[Records from a data source]

★ ★ ★

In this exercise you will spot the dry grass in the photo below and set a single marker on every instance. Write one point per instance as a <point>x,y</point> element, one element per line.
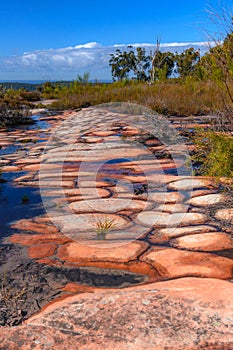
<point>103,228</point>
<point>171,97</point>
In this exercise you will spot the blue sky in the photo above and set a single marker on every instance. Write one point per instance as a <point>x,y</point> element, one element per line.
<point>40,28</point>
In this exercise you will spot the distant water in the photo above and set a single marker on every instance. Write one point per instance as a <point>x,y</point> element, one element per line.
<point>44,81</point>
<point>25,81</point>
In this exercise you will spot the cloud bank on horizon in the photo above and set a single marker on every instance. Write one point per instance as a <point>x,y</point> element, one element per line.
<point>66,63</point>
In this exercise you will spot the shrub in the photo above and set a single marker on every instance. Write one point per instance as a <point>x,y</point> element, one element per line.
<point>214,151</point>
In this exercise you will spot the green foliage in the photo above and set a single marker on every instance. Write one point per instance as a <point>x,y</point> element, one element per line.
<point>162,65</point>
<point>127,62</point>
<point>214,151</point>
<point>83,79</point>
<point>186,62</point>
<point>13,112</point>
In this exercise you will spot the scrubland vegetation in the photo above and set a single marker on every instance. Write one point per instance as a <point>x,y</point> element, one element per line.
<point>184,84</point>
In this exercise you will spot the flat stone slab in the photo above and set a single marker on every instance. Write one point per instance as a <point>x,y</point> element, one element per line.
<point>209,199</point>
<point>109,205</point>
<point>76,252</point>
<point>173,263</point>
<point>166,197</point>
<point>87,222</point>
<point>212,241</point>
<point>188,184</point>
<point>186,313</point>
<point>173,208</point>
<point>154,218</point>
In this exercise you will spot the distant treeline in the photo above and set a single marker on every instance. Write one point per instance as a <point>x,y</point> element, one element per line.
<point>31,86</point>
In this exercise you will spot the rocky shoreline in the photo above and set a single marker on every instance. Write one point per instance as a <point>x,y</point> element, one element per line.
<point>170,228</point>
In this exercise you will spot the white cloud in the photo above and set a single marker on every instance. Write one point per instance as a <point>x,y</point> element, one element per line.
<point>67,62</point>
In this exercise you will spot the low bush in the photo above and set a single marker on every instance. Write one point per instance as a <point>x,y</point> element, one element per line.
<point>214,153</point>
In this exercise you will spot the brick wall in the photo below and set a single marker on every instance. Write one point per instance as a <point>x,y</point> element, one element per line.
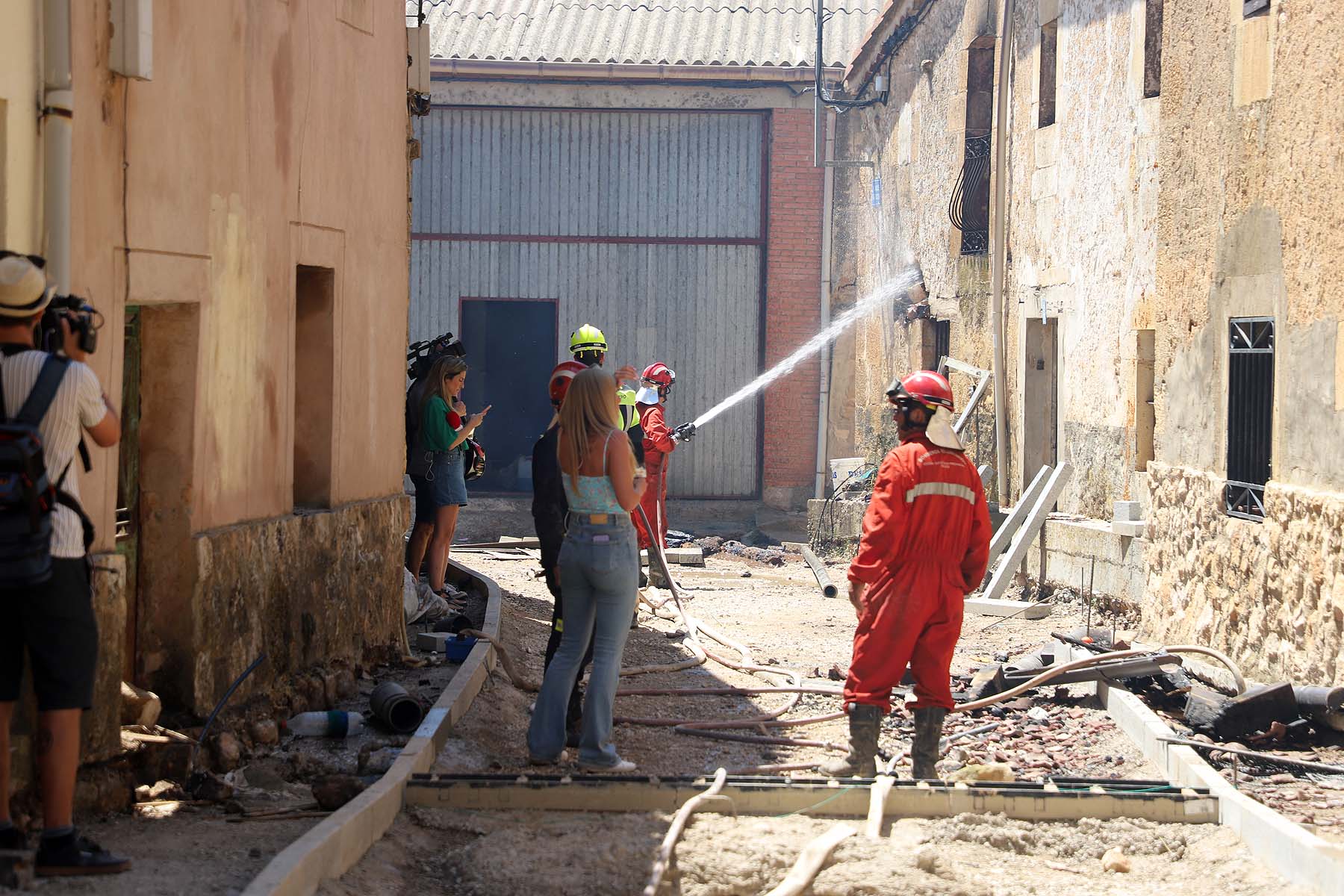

★ ★ ★

__Goal__.
Make an exact reproduction of the listing above, without any pictures.

__In response__.
In this exercise you will spot the dry grass in the photo below and set a single marker on every instance. Write one point per instance as a <point>x,y</point> element, one element per line.
<point>103,228</point>
<point>171,97</point>
In this exercise you will spot the blue sky in the photo above and set a single marker on every instance. Write one point per instance as a <point>x,y</point> element, one element per line.
<point>40,28</point>
In this exercise you will spot the distant water in the photo above and set a single marker on every instance. Write one point per instance as a <point>x,y</point> element, one element per line.
<point>44,81</point>
<point>25,81</point>
In this exercise you will spot the cloud bank on horizon in the photo above and set a single marker on every instance. Write one point per instance as a <point>x,y</point> element, one element per line.
<point>66,63</point>
In this exercise you will spot the shrub in the photo above and set a single marker on every instance. Write one point per instance as a <point>x,y</point> element, one element per line.
<point>214,151</point>
In this exercise you will spot the green foliage in the photo above and set a single marker on every instance. Write one point per instance as a <point>x,y</point> element, one element per line.
<point>162,65</point>
<point>127,62</point>
<point>214,151</point>
<point>83,79</point>
<point>186,62</point>
<point>13,112</point>
In this exercise you will spot the scrubland vegetation in the photo above and set a single marker on every instance. Write one point per instance as a <point>x,y</point> element, one element per line.
<point>184,84</point>
In this exercise you will spot the flat stone slab in the photo above and set a single marker on every instance. Write one point per instance as a <point>x,y</point> element, one element per line.
<point>209,199</point>
<point>109,205</point>
<point>76,252</point>
<point>173,263</point>
<point>166,197</point>
<point>87,222</point>
<point>212,241</point>
<point>188,184</point>
<point>186,313</point>
<point>173,208</point>
<point>154,218</point>
In this exercise you will spot the distant treeline in the photo above and set a single marker on every instance. Write one point per instance as a <point>x,y</point> element, one element per line.
<point>31,86</point>
In this exercise you will spot the rocky shoreline in the photo above and set a single marker on every instance. Write one point per instance as a <point>x,y</point> element, one element per line.
<point>170,228</point>
In this exercise you will spot the white cloud in the photo above and set a single marker on every instance. Write one point per instance as a <point>x,y</point> element, one element per line.
<point>67,62</point>
In this exercise you will spot the low bush in the photo above and set a single marker on every instance. Write one point per instance as a <point>x,y</point> element, one element per line.
<point>214,153</point>
In this exercise you will spot the brick wall in the photo below and set a single marker on every instance. Write one point per instance as a <point>x,y</point> element, one element per line.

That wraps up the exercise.